Stored data entries:
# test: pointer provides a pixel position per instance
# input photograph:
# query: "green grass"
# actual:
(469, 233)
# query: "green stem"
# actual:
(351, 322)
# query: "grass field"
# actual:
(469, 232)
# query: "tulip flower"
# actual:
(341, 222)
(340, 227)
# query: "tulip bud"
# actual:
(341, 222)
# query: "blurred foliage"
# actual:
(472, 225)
...
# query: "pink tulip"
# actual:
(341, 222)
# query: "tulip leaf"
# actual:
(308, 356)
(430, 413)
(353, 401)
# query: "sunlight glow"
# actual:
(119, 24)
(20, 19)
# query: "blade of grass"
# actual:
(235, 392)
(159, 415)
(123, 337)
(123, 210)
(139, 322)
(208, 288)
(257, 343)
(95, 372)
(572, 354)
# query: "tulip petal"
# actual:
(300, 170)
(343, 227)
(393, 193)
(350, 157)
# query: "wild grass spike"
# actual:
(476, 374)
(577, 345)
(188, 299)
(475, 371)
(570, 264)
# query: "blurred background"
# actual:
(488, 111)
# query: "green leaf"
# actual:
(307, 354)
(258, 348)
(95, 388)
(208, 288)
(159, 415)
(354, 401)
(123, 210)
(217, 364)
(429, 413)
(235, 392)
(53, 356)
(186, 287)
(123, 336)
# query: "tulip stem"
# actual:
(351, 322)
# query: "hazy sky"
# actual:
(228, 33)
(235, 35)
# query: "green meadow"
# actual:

* [GOAL OF THE EXERCISE]:
Looking at the data above, show all lines where the word "grass" occurs.

* [ANSWER TO THIS TASK]:
# query: "green grass"
# query: "grass field"
# query: "blade of grass"
# query: "wild grass spike"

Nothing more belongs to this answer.